▶ _Stated goal_: Output the full listing below exactly as it reads, and skip anything that is a picture.

(Source records)
## start

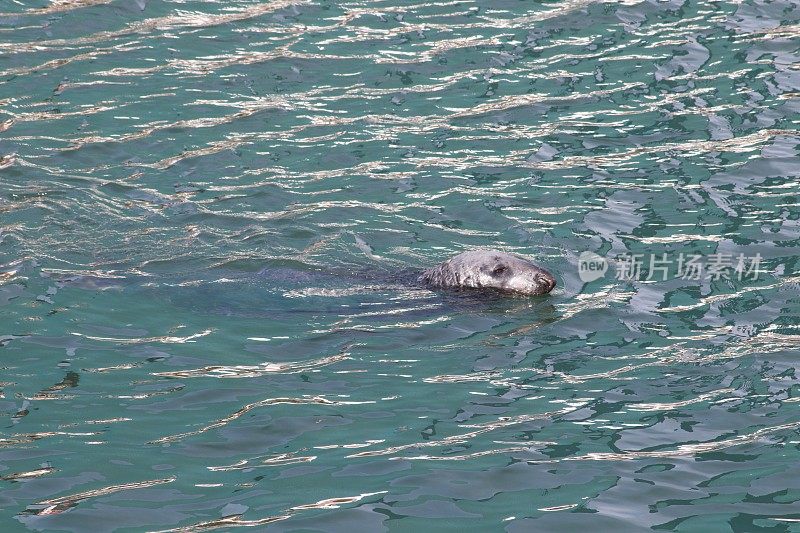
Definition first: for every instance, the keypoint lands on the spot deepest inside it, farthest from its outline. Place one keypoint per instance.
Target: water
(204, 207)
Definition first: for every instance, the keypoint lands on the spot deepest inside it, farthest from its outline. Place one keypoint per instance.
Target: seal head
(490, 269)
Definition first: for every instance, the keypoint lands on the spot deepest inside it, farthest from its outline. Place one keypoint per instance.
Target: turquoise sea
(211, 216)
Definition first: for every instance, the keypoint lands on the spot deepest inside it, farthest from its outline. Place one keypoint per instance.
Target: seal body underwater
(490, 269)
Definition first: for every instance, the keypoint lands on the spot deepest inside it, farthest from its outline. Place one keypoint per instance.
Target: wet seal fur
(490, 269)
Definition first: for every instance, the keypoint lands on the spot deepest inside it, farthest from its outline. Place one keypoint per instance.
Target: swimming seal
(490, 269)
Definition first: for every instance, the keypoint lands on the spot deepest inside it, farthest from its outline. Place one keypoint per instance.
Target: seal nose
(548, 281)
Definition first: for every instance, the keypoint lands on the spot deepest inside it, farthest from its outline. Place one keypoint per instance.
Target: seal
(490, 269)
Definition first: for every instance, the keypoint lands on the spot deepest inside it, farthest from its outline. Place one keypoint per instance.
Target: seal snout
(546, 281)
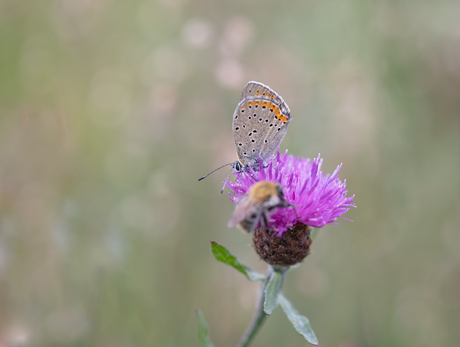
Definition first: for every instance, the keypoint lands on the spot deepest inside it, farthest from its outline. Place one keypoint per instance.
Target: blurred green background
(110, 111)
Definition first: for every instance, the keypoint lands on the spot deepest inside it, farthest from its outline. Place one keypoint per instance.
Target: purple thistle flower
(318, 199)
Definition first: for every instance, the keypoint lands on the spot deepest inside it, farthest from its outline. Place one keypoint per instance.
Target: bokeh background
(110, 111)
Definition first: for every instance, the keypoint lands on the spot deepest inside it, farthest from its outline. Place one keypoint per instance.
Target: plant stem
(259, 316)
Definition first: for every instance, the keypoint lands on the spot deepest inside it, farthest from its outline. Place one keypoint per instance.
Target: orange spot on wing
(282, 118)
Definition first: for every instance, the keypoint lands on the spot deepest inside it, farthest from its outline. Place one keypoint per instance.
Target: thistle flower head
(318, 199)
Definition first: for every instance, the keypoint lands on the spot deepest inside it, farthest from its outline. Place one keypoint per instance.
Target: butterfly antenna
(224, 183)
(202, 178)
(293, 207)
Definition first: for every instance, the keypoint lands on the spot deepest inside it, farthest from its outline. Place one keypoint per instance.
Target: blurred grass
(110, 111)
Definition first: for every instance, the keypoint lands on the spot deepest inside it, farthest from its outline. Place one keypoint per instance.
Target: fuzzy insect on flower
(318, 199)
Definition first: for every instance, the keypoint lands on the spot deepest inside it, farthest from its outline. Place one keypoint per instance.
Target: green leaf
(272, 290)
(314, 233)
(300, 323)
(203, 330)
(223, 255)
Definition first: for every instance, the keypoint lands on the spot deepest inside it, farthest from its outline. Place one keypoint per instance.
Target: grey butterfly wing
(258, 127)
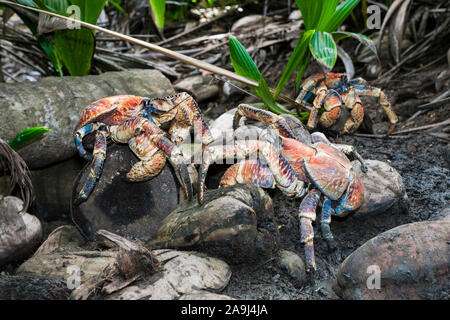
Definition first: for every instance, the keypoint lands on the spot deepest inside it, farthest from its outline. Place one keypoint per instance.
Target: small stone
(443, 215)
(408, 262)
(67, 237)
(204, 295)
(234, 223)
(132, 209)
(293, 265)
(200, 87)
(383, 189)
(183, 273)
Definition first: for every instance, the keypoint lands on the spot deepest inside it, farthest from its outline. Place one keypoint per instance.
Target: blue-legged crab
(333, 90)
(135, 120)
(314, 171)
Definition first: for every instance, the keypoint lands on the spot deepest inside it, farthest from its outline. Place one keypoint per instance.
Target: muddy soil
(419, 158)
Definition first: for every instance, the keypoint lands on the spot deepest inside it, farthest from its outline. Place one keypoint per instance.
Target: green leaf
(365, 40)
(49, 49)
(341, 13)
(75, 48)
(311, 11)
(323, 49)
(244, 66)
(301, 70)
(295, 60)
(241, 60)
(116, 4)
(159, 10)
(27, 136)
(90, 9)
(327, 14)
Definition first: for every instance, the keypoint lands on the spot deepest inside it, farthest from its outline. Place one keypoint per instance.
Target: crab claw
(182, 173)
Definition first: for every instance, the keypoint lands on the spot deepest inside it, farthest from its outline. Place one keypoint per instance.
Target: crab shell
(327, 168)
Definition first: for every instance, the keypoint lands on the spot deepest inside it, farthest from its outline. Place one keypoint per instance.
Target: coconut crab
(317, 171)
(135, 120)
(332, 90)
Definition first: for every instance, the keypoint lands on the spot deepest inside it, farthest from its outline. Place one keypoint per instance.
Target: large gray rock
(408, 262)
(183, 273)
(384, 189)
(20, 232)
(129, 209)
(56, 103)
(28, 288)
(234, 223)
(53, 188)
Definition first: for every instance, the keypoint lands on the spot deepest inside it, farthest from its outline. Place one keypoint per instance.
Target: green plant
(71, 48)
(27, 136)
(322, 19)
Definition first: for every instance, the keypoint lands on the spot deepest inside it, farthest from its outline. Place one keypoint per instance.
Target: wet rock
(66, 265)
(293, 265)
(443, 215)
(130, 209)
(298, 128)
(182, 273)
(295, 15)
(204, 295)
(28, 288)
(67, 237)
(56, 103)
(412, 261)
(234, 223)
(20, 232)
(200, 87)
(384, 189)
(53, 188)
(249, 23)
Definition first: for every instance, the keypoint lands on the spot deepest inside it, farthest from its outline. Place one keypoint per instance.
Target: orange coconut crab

## end

▶ _The solution_:
Definition first: for every instance, the keypoint lands on the spot deepest inside it, farthest from its outline. Place one keypoint per instance.
Target: water
(204, 207)
Definition first: for every instance, the keypoint lands on the spot deepest inside it, farthest from its outline. Place one keypoint per instance.
Target: seal head
(490, 269)
Definition first: for every instance, the keypoint lands on the spot deepest inside it, farthest from its outline. Place one keypoint per instance.
Target: turquoise sea
(211, 216)
Definition first: for every instance, the keypoint lands on the spot deepest inside it, farthest from its outline. Place one keypoint per instance.
Target: seal body underwater
(490, 269)
Definition first: for every instance, the keypoint lands on the spot deepest inside it, farthest from its outline. Place one keypoint per instance.
Target: wet seal fur
(490, 269)
Definition first: for every instance, the keypoint lands on the spot deepest inside it, farthest from its outline. Place one keypoint per instance.
Target: swimming seal
(490, 269)
Definition first: for every instance, the keypoint lands on the spot deepest inside it, farthest from its outline. Place one keypoint per instance.
Target: seal nose
(548, 281)
Definition first: for every instance, the keypoint lands on the spot deepest inside it, farthest from its outline. Place one keypoint per instance.
Target: seal
(490, 269)
Definition first: for every instance, the keypoint lands on the spot deepest inside it, farthest from its outline. Place one keypoint per instance.
Target: seal snout
(546, 281)
Definition first: for every instance, the keypoint lands on the spot deepest inside it, farthest from its outline. Place one keypoint per instance.
Target: blurred green background
(110, 111)
Definition first: for every instance, the keypoint lands on the spot deepest inside it, farthest from its outline. Place one keypoint per instance.
Target: purple thistle flower
(318, 199)
Definition first: for every instance, the keypoint lands on the spot deepest inside it, farthest from its outline. Place one keypoint per instance.
Target: bokeh background
(110, 111)
Definition first: for every instance, the keypoint lands on the spot deepest inside it, farthest from its outline. Place one keypoint per instance.
Target: plant stem
(259, 316)
Definition first: for every instance, the keypoint lands on the spot deepest inside it, farthest from its outline. Place one keypoint per instance.
Target: orange spot on wing
(282, 118)
Definition first: for every instance, the keypoint lands on the spot deepest inside it, farthest from its outline. Place one keypoint per instance.
Target: thistle flower head
(318, 199)
Definition first: for every instance, the keypoint lands on the spot deepest inside it, farthest from its outline. Place one keypoint per instance.
Target: butterfly antenna
(224, 183)
(202, 178)
(293, 207)
Definition first: for every instance, the keypoint lands on the spot deepest inside it, farthest from its outline. Place one keypoint per instance.
Target: blurred grass
(110, 111)
Definition first: for every instance, the keypoint lands on the spot deepest inside it, farthest from its outline. Place one keypoint per instance.
Target: fuzzy insect on flower
(318, 199)
Definition first: for every instance, the keypoint lands on the spot deepest inside it, farthest from its outline. Place one keypoint per instance.
Target: green leaf
(272, 290)
(314, 233)
(300, 323)
(203, 330)
(223, 255)
Definition first: for every instance, the keypoint lands on the spot deepest inside it, farthest from its outline. Place one keypoint per instance.
Target: grey butterfly wing
(258, 127)
Definition first: for every instance, the keypoint lands on the spot deepest inside it, farthest from its outline. Place one keypoint per instance.
Target: small stone
(443, 215)
(408, 262)
(67, 237)
(204, 295)
(234, 223)
(132, 209)
(293, 265)
(200, 87)
(383, 189)
(183, 273)
Definition first: for every instance, the keypoint lands on the spot deepest inside it, farthest from its outline. Place one keypoint per instance.
Target: blue-legged crab
(333, 90)
(135, 120)
(314, 171)
Definition first: for every instance, the keypoint lands on the spot deepest inside it, farthest from its outline. Place one keypoint per instance.
Target: muddy soil
(419, 158)
Definition first: for every instance, the keypoint lands on the spot deepest inside it, farthest from its outline. Place one keypoint per instance.
Target: green leaf
(365, 40)
(49, 49)
(341, 13)
(75, 48)
(311, 11)
(323, 49)
(244, 66)
(301, 70)
(295, 60)
(241, 60)
(116, 4)
(159, 10)
(27, 136)
(90, 9)
(327, 14)
Definition first: for every instance, the keypoint lands on the spot deepest inside it, farthest from its outline. Place one keypoint per instance.
Target: crab claw
(182, 173)
Definition first: for every instance, the keypoint lands on the spot deepest inside it, farthest from its outline. Place one keypoint per instance.
Target: crab shell
(327, 168)
Definition first: for every instance, the keypoint lands on the spot deepest inside it, farthest from its outline. Place one keypoint per instance.
Target: coconut crab
(317, 171)
(135, 120)
(332, 90)
Definition first: for every instance, the keypoint lands on the spot deepest inside it, farthest from its outline. Place one keypoint per instance.
Target: large gray rock
(408, 262)
(183, 273)
(384, 189)
(20, 232)
(129, 209)
(56, 103)
(28, 288)
(234, 223)
(53, 188)
Definition first: for every instance, the keypoint lands on the spot deepest inside it, farthest from its outline. Place one keypoint per instance.
Target: green plant
(71, 48)
(27, 136)
(322, 19)
Definition first: for every instance, the keypoint lands on the spot deepest inside it, farthest from its outline. Place one keypoint per instance.
Target: wet rock
(66, 265)
(293, 265)
(443, 215)
(130, 209)
(298, 128)
(182, 273)
(295, 15)
(204, 295)
(28, 288)
(67, 237)
(56, 103)
(412, 261)
(234, 223)
(20, 232)
(200, 87)
(384, 189)
(53, 188)
(249, 23)
Definition first: for every instance, the keypoint lands on the spot deepest inside it, farthest from its outline. Place one keypoint per instance.
Target: orange coconut crab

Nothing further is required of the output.